Start of Data records

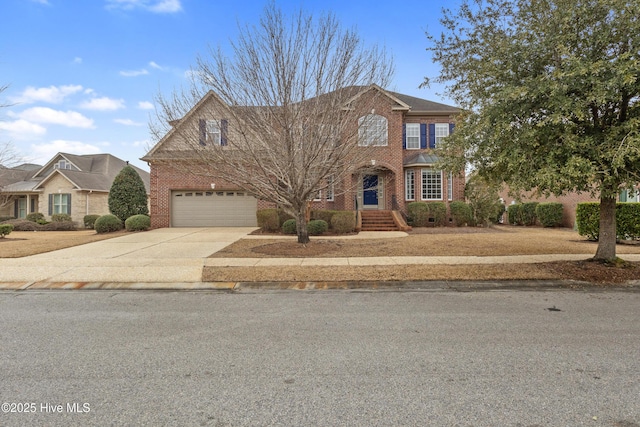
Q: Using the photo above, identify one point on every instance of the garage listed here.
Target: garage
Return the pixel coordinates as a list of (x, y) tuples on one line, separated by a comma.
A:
[(213, 209)]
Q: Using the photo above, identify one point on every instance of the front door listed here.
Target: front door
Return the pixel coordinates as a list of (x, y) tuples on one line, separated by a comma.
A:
[(370, 191)]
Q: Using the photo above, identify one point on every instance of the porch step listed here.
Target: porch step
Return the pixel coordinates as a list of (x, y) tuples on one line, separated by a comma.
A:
[(378, 221)]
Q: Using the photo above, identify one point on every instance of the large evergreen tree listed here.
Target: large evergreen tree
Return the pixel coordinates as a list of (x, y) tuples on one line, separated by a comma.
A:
[(551, 90), (128, 195)]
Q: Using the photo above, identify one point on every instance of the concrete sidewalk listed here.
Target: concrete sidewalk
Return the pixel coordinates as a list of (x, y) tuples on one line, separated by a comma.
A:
[(173, 258)]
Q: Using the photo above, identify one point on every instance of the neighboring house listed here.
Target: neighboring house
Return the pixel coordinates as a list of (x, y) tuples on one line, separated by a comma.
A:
[(400, 171), (68, 183)]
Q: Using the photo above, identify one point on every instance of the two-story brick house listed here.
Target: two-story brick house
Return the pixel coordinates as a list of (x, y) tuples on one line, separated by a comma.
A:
[(403, 129)]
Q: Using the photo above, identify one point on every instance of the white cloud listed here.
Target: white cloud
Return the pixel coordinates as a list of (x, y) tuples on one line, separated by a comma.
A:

End of Data records

* Instructions to follow *
Word for word, print the material above, but without its pictures.

* Response to this exercise *
Q: Using the photo above, identify one point on every instance of the garage listed here.
Target: garage
Return the pixel coordinates as a list of (x, y) tuples on one line, separated by a comma.
A:
[(213, 209)]
Q: Using the photo above, identify one point on every instance of the front door listed here.
Target: front door
Return the pixel coordinates as a list of (x, y) tuples on one line, separated by a comma.
A:
[(370, 191)]
Q: Using the photo above, identify one point on every instance of the porch step listed here.
Target: porch step
Return the pixel coordinates as a list of (x, y) tuples on one line, separated by a comma.
A:
[(378, 221)]
Q: Using the photo above, identify one point on every instance of the large evergreen tree listed here.
Target: large evergreen tree
Return the pixel coordinates as a list of (x, y) tuples on one line, separated by a comma.
A:
[(551, 90), (128, 195)]
Q: Using the photo above, identify one point on every instance of the concrete sidewalk listed here.
Target: concrete sidewalk
Return the pixel coordinates as a list of (x, y) tuples on one line, separated by a comma.
A:
[(173, 258)]
Q: Using the photo above, identify one point on every instance of the neighboring house listed here.
Target: neighboring house
Return the pixel coordinates as a list of (x, y) tuples on one line, separated by a comma.
A:
[(400, 171), (68, 183)]
Q: Using the photo above, identify one point on every instance of the two-story brick house listed here.
Target: two-story brick house
Return the pixel coordinates as a list of (x, y) tuples on one line, separated by a comma.
A:
[(403, 129)]
Q: Using the photo above, identify one point on every instance of the white cloud listed here.
Target: white cloud
Return the pixel coordinates as a list of (x, y) tuples on one line, separated by a comma.
A:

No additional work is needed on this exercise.